_TASK INPUTS_
--

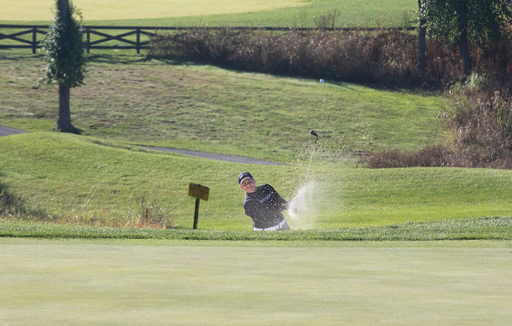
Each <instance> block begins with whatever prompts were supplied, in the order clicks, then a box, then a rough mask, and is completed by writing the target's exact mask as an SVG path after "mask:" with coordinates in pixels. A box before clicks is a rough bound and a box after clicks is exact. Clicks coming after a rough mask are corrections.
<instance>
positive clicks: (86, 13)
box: [0, 0, 418, 27]
mask: <svg viewBox="0 0 512 326" xmlns="http://www.w3.org/2000/svg"><path fill="white" fill-rule="evenodd" d="M0 3H1V6H2V10H1V11H0V22H3V23H13V22H14V23H20V24H21V23H23V24H25V23H37V24H47V23H49V22H50V21H51V20H52V19H53V16H52V12H51V9H50V8H52V6H53V1H52V0H44V1H39V0H18V1H7V0H0ZM73 3H74V4H75V6H76V7H77V8H78V9H80V10H81V12H82V13H83V19H84V23H85V24H91V25H118V26H119V25H123V26H134V25H136V26H199V25H201V26H274V27H317V25H316V23H315V22H314V20H315V19H317V18H318V17H319V16H321V15H327V14H328V13H329V12H331V13H332V12H333V10H334V9H336V10H337V15H336V25H337V26H339V27H357V26H358V27H376V26H394V27H397V26H404V24H405V25H408V24H410V22H411V21H412V20H413V16H414V12H413V11H414V10H416V9H417V7H418V4H417V2H416V1H414V0H279V1H270V0H258V1H249V0H240V1H235V0H218V1H214V0H154V1H150V2H144V3H143V2H140V1H136V0H125V1H120V0H112V1H102V0H74V1H73Z"/></svg>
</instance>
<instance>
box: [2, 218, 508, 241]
mask: <svg viewBox="0 0 512 326" xmlns="http://www.w3.org/2000/svg"><path fill="white" fill-rule="evenodd" d="M0 237H21V238H54V239H60V238H68V239H69V238H76V239H162V240H221V241H255V240H257V241H262V240H263V241H267V240H274V241H432V240H435V241H437V240H512V216H507V217H480V218H474V219H456V220H443V221H435V222H425V223H418V222H407V223H402V224H395V225H390V226H378V227H360V228H339V229H328V230H308V231H291V232H252V231H204V230H196V231H193V230H162V229H135V228H109V227H91V226H80V225H64V224H50V223H31V222H18V221H5V220H2V221H0Z"/></svg>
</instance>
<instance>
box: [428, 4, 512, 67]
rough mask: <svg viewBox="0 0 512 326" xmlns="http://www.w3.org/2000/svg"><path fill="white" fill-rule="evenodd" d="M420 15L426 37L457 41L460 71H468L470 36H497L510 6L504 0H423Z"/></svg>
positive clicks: (493, 39)
mask: <svg viewBox="0 0 512 326" xmlns="http://www.w3.org/2000/svg"><path fill="white" fill-rule="evenodd" d="M419 16H420V17H419V18H420V20H421V19H424V20H425V21H426V27H427V35H428V36H429V37H433V38H437V39H439V40H441V41H444V42H447V43H448V42H449V43H452V44H458V45H459V48H460V56H461V60H462V71H463V73H464V75H470V74H471V60H470V58H469V40H472V41H477V42H478V41H483V40H490V41H492V42H494V41H497V40H500V39H501V38H502V37H503V31H504V28H505V25H506V23H507V22H509V21H510V19H511V17H512V9H511V7H510V5H509V4H508V2H507V1H505V0H425V1H424V3H423V5H422V6H421V10H420V15H419Z"/></svg>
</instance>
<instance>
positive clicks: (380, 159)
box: [367, 74, 512, 169]
mask: <svg viewBox="0 0 512 326" xmlns="http://www.w3.org/2000/svg"><path fill="white" fill-rule="evenodd" d="M478 78H479V77H478V75H476V74H474V75H472V76H471V77H470V80H469V81H468V82H467V83H466V85H465V86H464V87H463V88H462V89H460V90H457V91H456V92H453V93H451V94H452V95H450V96H451V97H450V98H449V99H448V103H449V104H448V107H447V109H446V110H445V112H444V113H443V115H442V119H443V121H444V122H445V123H446V124H447V126H448V129H449V134H448V139H446V141H445V142H444V144H438V145H435V146H429V147H426V148H424V149H423V150H421V151H418V152H407V151H405V152H404V151H398V150H388V151H384V152H381V153H376V154H372V155H370V156H368V157H367V161H368V163H369V166H370V167H372V168H390V167H412V166H451V167H475V168H476V167H479V168H495V169H512V99H511V98H510V97H509V96H507V95H506V94H502V93H500V92H499V91H495V92H494V93H493V94H491V93H489V92H485V91H482V89H481V88H479V86H478V85H475V84H474V79H478ZM480 78H482V77H480ZM471 79H473V80H471ZM482 79H483V78H482Z"/></svg>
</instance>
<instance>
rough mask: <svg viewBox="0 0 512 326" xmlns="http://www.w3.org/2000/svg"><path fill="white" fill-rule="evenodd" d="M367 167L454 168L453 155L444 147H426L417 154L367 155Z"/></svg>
mask: <svg viewBox="0 0 512 326" xmlns="http://www.w3.org/2000/svg"><path fill="white" fill-rule="evenodd" d="M366 161H367V162H368V164H369V166H370V167H371V168H374V169H378V168H406V167H413V166H423V167H434V166H454V164H455V163H454V160H453V154H452V153H451V152H450V151H449V150H448V149H447V148H445V147H444V146H442V145H437V146H427V147H425V148H424V149H423V150H421V151H418V152H413V151H411V152H409V151H399V150H387V151H384V152H380V153H376V154H372V155H369V156H368V157H367V158H366Z"/></svg>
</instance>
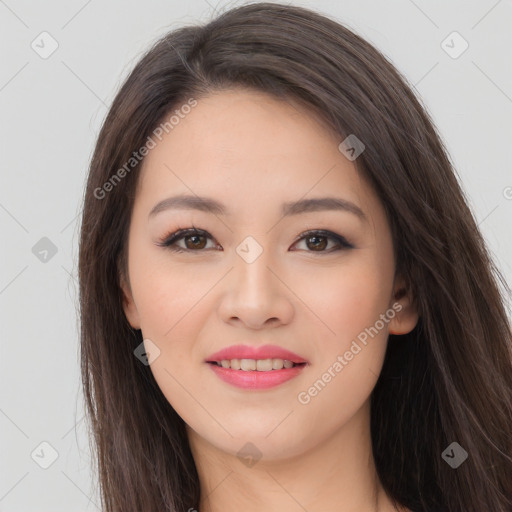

--

Update the material from its first line through the line containing "box: [0, 0, 418, 27]", replacing "rough mask" with "coarse mask" and leaving everything else unchanged. Give only those lines, without the pictures.

_ANSWER TO THIS EXERCISE_
Each <instance> block begins with whatever prompts were supplied, in the order clicks, then a box, then a coarse mask, and is completed by writing the target's exact mask as an SVG path after "mask:" with coordinates in pixels. A box before clicks is a rough bound and a box after clicks is exact. Clicks coming after a coarse mask are corrections.
<instance>
positive clicks: (86, 13)
box: [0, 0, 418, 27]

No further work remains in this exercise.